# PROBLEM:
Give every one of the entries below again, switching each "integer pixel coordinates" to "whole-number pixel coordinates" and leaving everything else unchanged.

_ _ _

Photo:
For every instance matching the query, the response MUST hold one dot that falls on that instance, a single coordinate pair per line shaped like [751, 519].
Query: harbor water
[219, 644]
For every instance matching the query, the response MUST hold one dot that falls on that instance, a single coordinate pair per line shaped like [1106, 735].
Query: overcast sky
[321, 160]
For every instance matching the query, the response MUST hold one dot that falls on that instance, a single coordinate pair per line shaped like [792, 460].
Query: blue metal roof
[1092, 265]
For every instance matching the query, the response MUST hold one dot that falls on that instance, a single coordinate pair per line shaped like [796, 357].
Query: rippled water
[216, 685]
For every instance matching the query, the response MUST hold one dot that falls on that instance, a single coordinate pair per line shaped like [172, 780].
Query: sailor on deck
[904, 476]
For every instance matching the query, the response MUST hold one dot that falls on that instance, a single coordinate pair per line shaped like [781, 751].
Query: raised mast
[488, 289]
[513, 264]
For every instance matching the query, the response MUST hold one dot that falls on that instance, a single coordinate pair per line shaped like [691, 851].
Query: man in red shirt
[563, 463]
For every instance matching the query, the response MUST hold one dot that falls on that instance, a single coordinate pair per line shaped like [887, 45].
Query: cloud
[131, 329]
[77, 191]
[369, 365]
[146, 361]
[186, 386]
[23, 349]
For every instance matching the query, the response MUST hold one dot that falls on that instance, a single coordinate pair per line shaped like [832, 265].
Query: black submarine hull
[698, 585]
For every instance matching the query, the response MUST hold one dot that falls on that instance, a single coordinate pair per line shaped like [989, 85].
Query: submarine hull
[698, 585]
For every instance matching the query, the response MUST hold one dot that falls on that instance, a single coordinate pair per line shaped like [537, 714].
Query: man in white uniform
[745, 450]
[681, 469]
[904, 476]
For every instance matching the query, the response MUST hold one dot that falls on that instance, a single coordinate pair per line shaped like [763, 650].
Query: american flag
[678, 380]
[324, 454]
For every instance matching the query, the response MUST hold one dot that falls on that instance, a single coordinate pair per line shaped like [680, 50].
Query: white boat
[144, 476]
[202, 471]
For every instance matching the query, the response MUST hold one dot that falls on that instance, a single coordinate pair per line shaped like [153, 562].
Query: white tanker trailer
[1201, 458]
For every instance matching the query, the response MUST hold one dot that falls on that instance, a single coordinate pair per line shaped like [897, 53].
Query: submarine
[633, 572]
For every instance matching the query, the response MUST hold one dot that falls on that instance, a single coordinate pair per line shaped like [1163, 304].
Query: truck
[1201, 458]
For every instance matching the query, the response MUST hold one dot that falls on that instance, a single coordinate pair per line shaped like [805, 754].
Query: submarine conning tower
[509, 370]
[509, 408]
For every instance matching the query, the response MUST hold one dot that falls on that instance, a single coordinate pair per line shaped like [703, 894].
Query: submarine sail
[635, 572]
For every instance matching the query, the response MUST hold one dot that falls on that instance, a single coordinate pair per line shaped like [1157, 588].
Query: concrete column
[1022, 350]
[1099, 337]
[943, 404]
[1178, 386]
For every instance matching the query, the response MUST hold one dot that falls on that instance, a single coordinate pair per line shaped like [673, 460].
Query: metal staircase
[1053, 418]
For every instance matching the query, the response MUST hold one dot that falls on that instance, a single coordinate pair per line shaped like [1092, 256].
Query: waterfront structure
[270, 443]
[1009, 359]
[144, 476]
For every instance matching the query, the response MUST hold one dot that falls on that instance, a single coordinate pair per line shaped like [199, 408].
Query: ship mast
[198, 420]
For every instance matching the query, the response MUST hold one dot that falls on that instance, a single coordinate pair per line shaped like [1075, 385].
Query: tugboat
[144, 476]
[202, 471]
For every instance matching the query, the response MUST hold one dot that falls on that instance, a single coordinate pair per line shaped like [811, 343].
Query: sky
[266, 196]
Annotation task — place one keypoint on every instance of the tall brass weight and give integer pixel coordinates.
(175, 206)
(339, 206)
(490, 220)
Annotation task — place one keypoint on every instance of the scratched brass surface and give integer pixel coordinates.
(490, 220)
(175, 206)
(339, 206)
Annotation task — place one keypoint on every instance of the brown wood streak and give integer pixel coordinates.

_ _ _

# OUTPUT FOR THIS EXERCISE:
Photo:
For every instance matching the query, the response MUST hold one dot that falls on that instance, a single coordinate pair per line shaped like [751, 519].
Query: harbor water
[219, 644]
For every instance matching the query, the response MUST hold one dot that falls on that instance, a single coordinate pair per line shaped like [1106, 735].
Query: overcast sky
[321, 160]
For every instance matching the query, the response MUST hold one dot that falls on that instance, a single coordinate pair per line shaped like [792, 460].
Query: blue metal roof
[1092, 265]
For every instance matching the query, the response MUST hold one dot that falls on that instance, a single coordinate pair per line shaped like [796, 357].
Query: rippled water
[216, 685]
For every instance matching the query, the response MUST hold one dot that falls on that instance, a single coordinate pair per line shaped like [172, 780].
Query: sailor on deck
[904, 476]
For every instance matching the query, the response MUST hold one dot that falls on that instance, a single coordinate pair per line shaped like [781, 751].
Query: raised mast
[488, 289]
[513, 264]
For every instance matching the query, the response MUST hold one dot that falls on that instance, a single coordinate pair per line shaped like [691, 851].
Query: man in red shirt
[563, 463]
For every instance matching the query, the response MUST hold one dot that falls on that instance, a single coordinate pair per line shaped like [887, 45].
Query: cloud
[131, 329]
[77, 191]
[369, 365]
[146, 361]
[186, 386]
[23, 349]
For every instance matching the query, the response MUST hold one dot that falls on that instance, a single coordinate pair per line shaped like [832, 265].
Query: black submarine hull
[698, 585]
For every instance matching the query, the response MUST hold one dot that falls on that instance, a single coordinate pair per line shaped like [989, 85].
Query: submarine hull
[698, 585]
For every instance matching the query, the response MUST hold one dot that falls on that instance, a single coordinate pair per line shaped like [537, 714].
Query: man in white uniform
[745, 450]
[681, 469]
[904, 476]
For every instance matching the query, the response MUST hold one dot that falls on that instance, a single coordinate pair per line shaped like [763, 650].
Query: american flag
[678, 380]
[324, 454]
For every instance matching the query, the response MUST hold one dot that falls on that instance, a single coordinate pair per line shaped like [680, 50].
Query: white boat
[144, 476]
[202, 471]
For every instance matching the query, the response MUST hold one dot that falls on that instance, a single coordinate pair per line shaped like [153, 562].
Query: white tanker trailer
[1201, 458]
For every instance matching the query, the response MUST hold one dot that falls on that instance, a single coordinate pair per line shaped like [897, 53].
Query: submarine
[633, 572]
For every instance matching the query, the response MUST hold one dot that falls on that instance, a single coordinate pair per line shaped like [1163, 304].
Query: truck
[1201, 458]
For every instance matching the query, the response MUST hold one dot that falls on that instance, a single coordinate pair per line shaped like [805, 754].
Query: submarine conning tower
[509, 370]
[509, 408]
For every instance matching the query, the response MUST hold one dot that falls on that instance, a single coordinate pair per line shaped like [703, 894].
Query: submarine sail
[635, 572]
For every instance matching the query, the response MUST hold one dot that falls on that instance, a single coordinate pair per line shaped like [1157, 588].
Query: concrete column
[1022, 350]
[1099, 337]
[943, 404]
[1178, 386]
For every instance matching the query, the response MUST hold one dot that falls on that instance, a single coordinate pair per line shaped like [673, 460].
Query: metal staircase
[1053, 418]
For every instance matching the query, the response MUST hold one dot that falls on that instance, a single coordinate pair per line shaped like [1092, 256].
Query: waterfront structure
[270, 443]
[1009, 359]
[144, 476]
For every instance matching the query, the response MUST hold one dot that falls on that instance, a single coordinate pair per line shaped like [199, 408].
Query: ship mast
[198, 420]
For every instance matching the query, the response MUST hold one dot that falls on that instance, a single coordinate pair per line shaped like [1075, 385].
Query: tugboat
[144, 476]
[202, 471]
For every instance matching the query, the response MUST hold one dot that falls on that instance, a single coordinate pair per line shaped like [811, 343].
Query: sky
[266, 196]
Annotation task — place one keypoint on every instance of the tall brass weight and give whole-number pixel coordinates.
(175, 206)
(339, 206)
(490, 220)
Annotation task — place one keypoint on every instance of the scratched brass surface and give whole-number pixel coordinates.
(490, 220)
(175, 206)
(339, 206)
Annotation task — place one keypoint on every instance of the brown wood streak and give whole-number pixel coordinates.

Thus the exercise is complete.